-- WHAT IS REQUIRED --
Turn every line of the data below into a Markdown table with two columns, Row and Line. Number the rows in order and leave out blank lines.

-- LISTING --
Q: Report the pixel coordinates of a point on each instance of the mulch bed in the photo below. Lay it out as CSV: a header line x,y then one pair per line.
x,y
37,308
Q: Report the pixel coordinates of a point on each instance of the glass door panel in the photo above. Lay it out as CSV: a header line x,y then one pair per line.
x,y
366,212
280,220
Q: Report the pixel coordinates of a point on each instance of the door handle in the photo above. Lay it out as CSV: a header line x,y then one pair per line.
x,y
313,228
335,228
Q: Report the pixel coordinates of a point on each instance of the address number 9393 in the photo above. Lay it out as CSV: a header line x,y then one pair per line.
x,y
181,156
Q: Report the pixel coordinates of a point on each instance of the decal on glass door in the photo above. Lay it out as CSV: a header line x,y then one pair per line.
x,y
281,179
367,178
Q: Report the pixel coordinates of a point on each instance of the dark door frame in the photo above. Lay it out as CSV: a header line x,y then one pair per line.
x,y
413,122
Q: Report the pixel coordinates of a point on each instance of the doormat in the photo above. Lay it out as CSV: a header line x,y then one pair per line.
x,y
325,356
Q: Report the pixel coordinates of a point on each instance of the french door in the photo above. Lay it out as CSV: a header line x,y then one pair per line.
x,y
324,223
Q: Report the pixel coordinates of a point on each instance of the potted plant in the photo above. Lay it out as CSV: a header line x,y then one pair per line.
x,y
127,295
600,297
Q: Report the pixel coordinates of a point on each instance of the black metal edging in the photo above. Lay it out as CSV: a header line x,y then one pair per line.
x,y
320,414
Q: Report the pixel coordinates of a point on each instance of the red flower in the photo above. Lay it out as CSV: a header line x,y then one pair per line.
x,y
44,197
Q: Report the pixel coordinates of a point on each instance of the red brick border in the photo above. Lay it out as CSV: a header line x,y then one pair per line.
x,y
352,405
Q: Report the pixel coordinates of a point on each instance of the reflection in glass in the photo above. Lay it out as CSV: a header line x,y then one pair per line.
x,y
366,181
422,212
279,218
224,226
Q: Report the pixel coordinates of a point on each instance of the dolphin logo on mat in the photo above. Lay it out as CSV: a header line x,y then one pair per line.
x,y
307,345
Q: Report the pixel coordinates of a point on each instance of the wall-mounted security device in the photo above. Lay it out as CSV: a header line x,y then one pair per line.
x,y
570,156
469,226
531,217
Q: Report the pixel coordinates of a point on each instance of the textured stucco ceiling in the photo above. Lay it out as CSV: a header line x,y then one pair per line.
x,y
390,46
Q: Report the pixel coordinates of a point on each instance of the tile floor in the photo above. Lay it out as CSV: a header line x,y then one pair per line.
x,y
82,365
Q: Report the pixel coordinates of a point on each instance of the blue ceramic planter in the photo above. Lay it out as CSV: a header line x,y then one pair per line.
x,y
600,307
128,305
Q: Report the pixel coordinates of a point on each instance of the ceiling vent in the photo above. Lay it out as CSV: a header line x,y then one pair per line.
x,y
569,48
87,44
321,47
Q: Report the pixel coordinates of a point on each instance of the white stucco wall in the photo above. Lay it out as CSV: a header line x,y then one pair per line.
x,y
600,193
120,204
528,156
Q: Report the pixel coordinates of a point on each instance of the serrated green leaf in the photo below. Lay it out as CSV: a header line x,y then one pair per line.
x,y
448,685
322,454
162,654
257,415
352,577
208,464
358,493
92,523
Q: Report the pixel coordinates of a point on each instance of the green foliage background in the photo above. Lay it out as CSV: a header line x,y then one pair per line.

-- SOLUTION TO THIS EXERCISE --
| Row | Line |
|---|---|
| 1 | Q: Report the pixel coordinates of a point on each instance of the mulch bed in the photo below. Lay it out as CSV: a header line x,y then one pair per line. |
| 2 | x,y |
| 3 | 37,308 |
| 4 | Q: Report the pixel coordinates of a point on each instance of the glass door panel in the photo above. Lay it out as CSV: a header line x,y then one pair per line. |
| 5 | x,y |
| 6 | 366,212 |
| 7 | 280,220 |
| 8 | Q: Report the pixel coordinates of a point on each instance of the door handle in the photo above. Lay it out as CSV: a header line x,y then one pair per line. |
| 9 | x,y |
| 10 | 313,228 |
| 11 | 335,228 |
| 12 | Q: Report the pixel coordinates of a point on each instance of the address number 9393 in the photo above. Lay it out as CSV: a header line x,y then one pair per line. |
| 13 | x,y |
| 14 | 181,156 |
| 15 | Q: Report the pixel coordinates of a point on each instance of the decal on glass door in the photo above. Lay it out as CSV: a header line x,y then one pair per line. |
| 16 | x,y |
| 17 | 281,179 |
| 18 | 367,178 |
| 19 | Q: Report the pixel coordinates of a point on each instance of the dark door frame in the photo above. Lay it out as CSV: a header line x,y then one pair per line. |
| 20 | x,y |
| 21 | 413,122 |
| 22 | Q: Report the pixel coordinates of a point on each instance of the doormat in the photo above. Lay it out as CSV: a header line x,y then one pair per line. |
| 23 | x,y |
| 24 | 325,356 |
| 25 | Q: Report the pixel coordinates of a point on each instance of the french door in the photo above. Lay it out as CSV: a header line x,y then one pair per line. |
| 26 | x,y |
| 27 | 324,223 |
| 28 | Q: Report the pixel coordinates of a point on each instance of the potted plant in the photo above. Lay it out as CSV: a header line x,y then one pair per line. |
| 29 | x,y |
| 30 | 127,295 |
| 31 | 600,297 |
| 32 | Q: Report the pixel coordinates of a point on each instance of the black metal edging in the photo above. Lay it out as CSV: a header line x,y then one pair per line. |
| 33 | x,y |
| 34 | 320,414 |
| 35 | Q: Report the pixel coordinates of a point on each instance of the red flower in the photo above. Lay it out as CSV: a header line x,y then one pair per line. |
| 36 | x,y |
| 37 | 44,197 |
| 38 | Q: Report the pixel coordinates of a point on each instance of the red brick border in the photo above. Lay it out as CSV: a header line x,y then one pair per line. |
| 39 | x,y |
| 40 | 352,405 |
| 41 | Q: Report the pixel coordinates of a point on each instance of the reflection in glass in the photo above. Lay it out as CSV: a header line x,y then one pair per line. |
| 42 | x,y |
| 43 | 366,181 |
| 44 | 422,212 |
| 45 | 279,218 |
| 46 | 224,226 |
| 47 | Q: Report the pixel coordinates of a point on each instance of the dolphin logo on mat in the photo above. Lay it out as CSV: a header line x,y then one pair per line. |
| 48 | x,y |
| 49 | 307,345 |
| 50 | Q: Report the pixel coordinates of a point on each instance of the wall-mounted security device in the photo above. Lay it out as CSV: a header line x,y then one pair per line. |
| 51 | x,y |
| 52 | 570,156 |
| 53 | 469,226 |
| 54 | 531,217 |
| 55 | Q: Report the pixel coordinates of a point on each instance of the textured stucco ceiling in the photo above. Lay it out as CSV: a header line x,y then one pair per line. |
| 56 | x,y |
| 57 | 390,46 |
| 58 | Q: Report the pixel coordinates of a point on each instance of the tile floor in the photo above. Lay it out as CSV: a header line x,y then one pair per line. |
| 59 | x,y |
| 60 | 82,365 |
| 61 | Q: Report the pixel coordinates of a point on each instance of the blue ceramic planter in the photo above. Lay it out as CSV: a header line x,y then one pair per line. |
| 62 | x,y |
| 63 | 600,307 |
| 64 | 128,305 |
| 65 | Q: Report the pixel coordinates of a point on each instance of the ceiling vent in the photo above. Lay it out as CSV: a header line x,y then one pair per line. |
| 66 | x,y |
| 67 | 569,48 |
| 68 | 87,44 |
| 69 | 321,47 |
| 70 | Q: Report the pixel coordinates of a point on each instance of the white stucco wall in the photo above. Lay it out as CSV: a header line x,y then one pair per line. |
| 71 | x,y |
| 72 | 600,193 |
| 73 | 120,204 |
| 74 | 528,156 |
| 75 | Q: Report the pixel coordinates of a point on each instance of the serrated green leaf in the photo below. Lay it out as CSV: a header line x,y then one pair per line. |
| 76 | x,y |
| 77 | 448,685 |
| 78 | 322,454 |
| 79 | 162,654 |
| 80 | 257,415 |
| 81 | 352,577 |
| 82 | 208,464 |
| 83 | 358,493 |
| 84 | 92,523 |
| 85 | Q: Report the pixel coordinates of a point on each instance of the green foliage background in the photo above. Lay it out as CSV: a header line x,y then one pair per line. |